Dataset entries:
#####

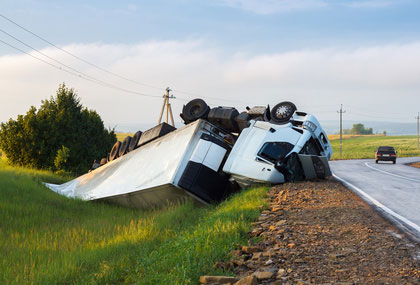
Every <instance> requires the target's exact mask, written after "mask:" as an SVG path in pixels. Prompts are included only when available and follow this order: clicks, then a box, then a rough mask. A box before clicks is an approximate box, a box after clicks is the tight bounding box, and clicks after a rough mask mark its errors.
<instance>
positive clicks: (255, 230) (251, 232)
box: [251, 228, 263, 236]
mask: <svg viewBox="0 0 420 285" xmlns="http://www.w3.org/2000/svg"><path fill="white" fill-rule="evenodd" d="M262 231H263V229H262V228H255V229H253V230H252V232H251V235H253V236H258V235H259V234H260V233H262Z"/></svg>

#####

AIM OF THE TASK: A verbatim copy of every entry above, with no pictures, is the expected output.

EXERCISE SOLUTION:
Every <instance> requires the target's exact mask, written after "mask:" as an SVG path in pixels. Prompts are included only when available and follow this order: clicks, then a box, then a rough mask. A box before clicks is an approximate box, a box after clicks is the tight bounding box, and clicks after a rough mask mark its errors.
<instance>
positive clicks: (255, 230) (251, 232)
box: [251, 228, 263, 236]
mask: <svg viewBox="0 0 420 285" xmlns="http://www.w3.org/2000/svg"><path fill="white" fill-rule="evenodd" d="M262 231H263V229H262V228H255V229H253V230H252V232H251V235H253V236H258V235H259V234H260V233H262Z"/></svg>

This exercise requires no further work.